| OBJECTIVE |
Which lines in the items below contain the string "bowstring"? Copy each of them in full.

| GIVEN DATA |
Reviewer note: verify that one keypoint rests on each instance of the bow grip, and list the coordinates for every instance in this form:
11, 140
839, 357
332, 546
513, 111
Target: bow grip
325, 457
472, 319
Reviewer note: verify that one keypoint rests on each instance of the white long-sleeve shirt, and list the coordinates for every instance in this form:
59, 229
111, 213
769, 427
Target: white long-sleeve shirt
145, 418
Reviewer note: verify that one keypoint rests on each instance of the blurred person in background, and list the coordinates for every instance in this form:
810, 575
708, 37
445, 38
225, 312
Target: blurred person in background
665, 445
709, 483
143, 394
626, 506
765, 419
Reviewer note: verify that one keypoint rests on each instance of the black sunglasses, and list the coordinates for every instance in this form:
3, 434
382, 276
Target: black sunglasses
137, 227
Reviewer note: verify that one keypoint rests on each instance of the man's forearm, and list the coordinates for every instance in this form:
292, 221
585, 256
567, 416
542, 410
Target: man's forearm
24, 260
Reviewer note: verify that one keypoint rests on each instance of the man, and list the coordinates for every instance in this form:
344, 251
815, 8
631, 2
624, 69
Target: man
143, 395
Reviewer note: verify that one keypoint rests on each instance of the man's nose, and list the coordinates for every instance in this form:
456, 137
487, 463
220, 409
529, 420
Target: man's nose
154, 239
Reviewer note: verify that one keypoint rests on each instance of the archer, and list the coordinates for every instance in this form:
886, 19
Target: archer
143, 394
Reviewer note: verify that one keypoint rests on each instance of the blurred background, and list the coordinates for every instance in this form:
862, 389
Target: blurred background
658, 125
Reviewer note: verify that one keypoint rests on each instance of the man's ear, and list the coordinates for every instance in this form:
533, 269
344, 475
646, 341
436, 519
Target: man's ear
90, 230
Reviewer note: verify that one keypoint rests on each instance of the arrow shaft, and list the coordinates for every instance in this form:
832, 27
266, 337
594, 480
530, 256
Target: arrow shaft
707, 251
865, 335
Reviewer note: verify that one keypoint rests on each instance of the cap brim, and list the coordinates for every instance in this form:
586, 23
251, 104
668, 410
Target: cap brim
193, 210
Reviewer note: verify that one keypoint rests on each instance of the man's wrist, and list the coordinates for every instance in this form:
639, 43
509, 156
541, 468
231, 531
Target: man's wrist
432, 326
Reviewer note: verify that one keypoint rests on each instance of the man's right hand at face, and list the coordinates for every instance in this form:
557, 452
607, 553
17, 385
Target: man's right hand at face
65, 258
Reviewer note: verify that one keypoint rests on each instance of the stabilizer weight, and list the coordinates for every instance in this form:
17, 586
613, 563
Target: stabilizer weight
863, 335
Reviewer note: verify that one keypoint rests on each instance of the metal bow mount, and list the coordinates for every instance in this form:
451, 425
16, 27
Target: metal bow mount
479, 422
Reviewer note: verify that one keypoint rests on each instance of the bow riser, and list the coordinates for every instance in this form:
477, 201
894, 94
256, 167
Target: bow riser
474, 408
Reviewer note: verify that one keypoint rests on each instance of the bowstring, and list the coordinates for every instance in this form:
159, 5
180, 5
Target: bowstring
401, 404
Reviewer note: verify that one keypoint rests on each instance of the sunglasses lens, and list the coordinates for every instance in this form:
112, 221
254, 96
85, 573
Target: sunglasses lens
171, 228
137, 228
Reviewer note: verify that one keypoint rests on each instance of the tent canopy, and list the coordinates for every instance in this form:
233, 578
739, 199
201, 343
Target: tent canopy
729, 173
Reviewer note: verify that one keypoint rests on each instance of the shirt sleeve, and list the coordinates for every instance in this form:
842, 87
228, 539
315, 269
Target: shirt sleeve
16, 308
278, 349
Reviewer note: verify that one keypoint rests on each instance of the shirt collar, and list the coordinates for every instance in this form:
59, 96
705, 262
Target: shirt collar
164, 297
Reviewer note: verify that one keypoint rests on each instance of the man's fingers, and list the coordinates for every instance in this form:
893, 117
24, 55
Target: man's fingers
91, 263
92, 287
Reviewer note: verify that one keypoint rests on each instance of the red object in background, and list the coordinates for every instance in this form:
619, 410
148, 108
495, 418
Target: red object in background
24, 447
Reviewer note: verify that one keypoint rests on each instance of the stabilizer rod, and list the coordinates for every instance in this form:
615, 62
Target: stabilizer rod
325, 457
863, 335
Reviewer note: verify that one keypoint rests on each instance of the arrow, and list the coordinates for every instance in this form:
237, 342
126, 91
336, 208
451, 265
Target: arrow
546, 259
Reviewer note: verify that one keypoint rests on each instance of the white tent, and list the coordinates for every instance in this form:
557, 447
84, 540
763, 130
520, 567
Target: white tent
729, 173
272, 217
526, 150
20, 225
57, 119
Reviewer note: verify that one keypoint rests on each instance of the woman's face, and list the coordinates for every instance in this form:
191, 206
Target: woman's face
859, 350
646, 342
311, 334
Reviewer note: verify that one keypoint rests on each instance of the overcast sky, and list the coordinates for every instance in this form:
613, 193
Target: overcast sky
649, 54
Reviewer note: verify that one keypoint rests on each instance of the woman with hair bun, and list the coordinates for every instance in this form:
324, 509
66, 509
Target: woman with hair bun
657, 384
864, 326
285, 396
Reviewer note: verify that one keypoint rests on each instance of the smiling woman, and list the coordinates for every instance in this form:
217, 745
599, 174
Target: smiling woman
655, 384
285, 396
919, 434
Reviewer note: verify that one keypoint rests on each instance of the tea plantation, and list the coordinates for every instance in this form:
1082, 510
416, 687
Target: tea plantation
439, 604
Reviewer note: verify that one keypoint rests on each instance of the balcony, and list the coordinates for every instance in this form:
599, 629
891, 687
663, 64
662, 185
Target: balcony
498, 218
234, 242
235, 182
--
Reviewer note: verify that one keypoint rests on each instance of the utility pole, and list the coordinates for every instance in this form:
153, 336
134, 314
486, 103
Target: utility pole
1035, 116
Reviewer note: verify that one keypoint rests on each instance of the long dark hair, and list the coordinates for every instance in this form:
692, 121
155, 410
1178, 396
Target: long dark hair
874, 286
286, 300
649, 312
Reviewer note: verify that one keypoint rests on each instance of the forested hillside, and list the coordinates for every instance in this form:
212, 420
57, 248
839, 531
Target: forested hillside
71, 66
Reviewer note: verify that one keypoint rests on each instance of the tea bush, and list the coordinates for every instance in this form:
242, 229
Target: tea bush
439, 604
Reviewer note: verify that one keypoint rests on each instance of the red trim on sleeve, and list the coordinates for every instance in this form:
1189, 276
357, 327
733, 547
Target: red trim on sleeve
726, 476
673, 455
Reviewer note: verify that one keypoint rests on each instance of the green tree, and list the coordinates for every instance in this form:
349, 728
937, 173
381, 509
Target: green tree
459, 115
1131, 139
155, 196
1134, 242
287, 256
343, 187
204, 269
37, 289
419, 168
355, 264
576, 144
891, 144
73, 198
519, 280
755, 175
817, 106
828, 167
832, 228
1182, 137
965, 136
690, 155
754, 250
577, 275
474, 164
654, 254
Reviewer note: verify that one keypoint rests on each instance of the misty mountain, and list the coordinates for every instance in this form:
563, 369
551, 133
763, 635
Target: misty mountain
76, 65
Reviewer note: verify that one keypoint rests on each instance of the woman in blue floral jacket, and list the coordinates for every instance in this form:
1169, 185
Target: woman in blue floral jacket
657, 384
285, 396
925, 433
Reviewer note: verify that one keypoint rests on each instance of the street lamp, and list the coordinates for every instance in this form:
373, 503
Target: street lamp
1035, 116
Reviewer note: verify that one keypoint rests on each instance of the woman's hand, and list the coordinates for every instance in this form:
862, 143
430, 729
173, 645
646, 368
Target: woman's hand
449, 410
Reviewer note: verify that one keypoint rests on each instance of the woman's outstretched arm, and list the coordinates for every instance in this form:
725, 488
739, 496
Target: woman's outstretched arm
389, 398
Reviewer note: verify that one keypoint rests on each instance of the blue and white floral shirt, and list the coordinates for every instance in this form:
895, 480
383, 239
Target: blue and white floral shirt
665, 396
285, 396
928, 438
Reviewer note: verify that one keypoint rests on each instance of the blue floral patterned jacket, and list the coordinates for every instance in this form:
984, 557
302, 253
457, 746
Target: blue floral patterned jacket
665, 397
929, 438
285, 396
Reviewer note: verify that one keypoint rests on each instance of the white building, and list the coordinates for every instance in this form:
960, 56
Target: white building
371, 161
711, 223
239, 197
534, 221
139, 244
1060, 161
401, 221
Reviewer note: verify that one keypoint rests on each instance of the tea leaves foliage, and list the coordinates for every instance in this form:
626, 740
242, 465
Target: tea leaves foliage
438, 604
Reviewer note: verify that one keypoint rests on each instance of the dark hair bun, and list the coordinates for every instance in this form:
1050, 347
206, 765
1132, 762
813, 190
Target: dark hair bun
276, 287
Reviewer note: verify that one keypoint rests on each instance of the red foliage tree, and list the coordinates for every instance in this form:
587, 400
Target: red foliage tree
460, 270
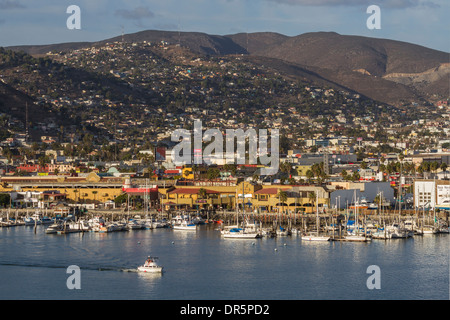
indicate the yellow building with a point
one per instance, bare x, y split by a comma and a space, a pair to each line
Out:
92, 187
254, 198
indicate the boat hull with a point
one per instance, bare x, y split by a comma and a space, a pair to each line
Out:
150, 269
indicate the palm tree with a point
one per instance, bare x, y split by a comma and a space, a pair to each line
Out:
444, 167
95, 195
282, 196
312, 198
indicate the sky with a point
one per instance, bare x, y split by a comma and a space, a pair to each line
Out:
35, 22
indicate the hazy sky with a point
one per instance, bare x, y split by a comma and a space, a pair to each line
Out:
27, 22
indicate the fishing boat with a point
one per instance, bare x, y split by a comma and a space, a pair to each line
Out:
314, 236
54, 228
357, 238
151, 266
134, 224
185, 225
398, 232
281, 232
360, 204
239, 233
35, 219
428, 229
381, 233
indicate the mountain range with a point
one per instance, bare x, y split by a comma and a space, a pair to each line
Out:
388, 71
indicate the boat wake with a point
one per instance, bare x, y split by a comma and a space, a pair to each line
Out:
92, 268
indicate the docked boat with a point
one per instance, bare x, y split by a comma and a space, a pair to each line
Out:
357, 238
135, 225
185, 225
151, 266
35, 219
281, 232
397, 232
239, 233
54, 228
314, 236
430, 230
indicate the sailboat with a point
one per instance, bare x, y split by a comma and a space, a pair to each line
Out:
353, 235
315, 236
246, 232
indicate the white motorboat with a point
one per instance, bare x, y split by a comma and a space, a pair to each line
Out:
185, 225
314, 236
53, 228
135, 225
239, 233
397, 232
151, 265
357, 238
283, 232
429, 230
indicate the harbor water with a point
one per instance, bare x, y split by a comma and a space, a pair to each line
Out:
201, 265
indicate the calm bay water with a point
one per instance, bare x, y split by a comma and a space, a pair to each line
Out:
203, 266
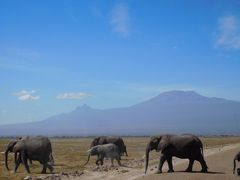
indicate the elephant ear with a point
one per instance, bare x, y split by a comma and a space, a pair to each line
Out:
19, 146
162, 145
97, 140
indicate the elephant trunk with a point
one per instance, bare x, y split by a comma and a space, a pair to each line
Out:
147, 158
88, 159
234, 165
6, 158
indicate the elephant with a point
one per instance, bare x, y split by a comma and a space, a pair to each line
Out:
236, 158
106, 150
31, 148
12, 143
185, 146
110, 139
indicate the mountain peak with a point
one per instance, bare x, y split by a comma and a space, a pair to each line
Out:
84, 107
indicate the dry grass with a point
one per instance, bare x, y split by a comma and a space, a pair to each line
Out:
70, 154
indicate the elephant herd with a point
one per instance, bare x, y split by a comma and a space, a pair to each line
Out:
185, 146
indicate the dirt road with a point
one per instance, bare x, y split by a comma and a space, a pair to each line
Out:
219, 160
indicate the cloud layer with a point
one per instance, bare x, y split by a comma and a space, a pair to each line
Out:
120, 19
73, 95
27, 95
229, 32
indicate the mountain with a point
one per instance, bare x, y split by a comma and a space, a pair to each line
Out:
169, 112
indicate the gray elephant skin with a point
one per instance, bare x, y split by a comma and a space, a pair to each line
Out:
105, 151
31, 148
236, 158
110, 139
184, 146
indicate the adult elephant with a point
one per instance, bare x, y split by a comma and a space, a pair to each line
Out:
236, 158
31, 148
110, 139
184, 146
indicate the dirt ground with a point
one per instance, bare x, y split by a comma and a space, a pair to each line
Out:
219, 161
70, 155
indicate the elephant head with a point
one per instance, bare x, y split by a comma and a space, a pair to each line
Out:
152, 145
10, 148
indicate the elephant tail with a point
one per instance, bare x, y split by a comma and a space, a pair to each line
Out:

| RESULT OF THIS TASK |
Reviewer note: verify that one keypoint rests on each instance of the bowstring, and list the coordinates for every instance in this form:
Target: bowstring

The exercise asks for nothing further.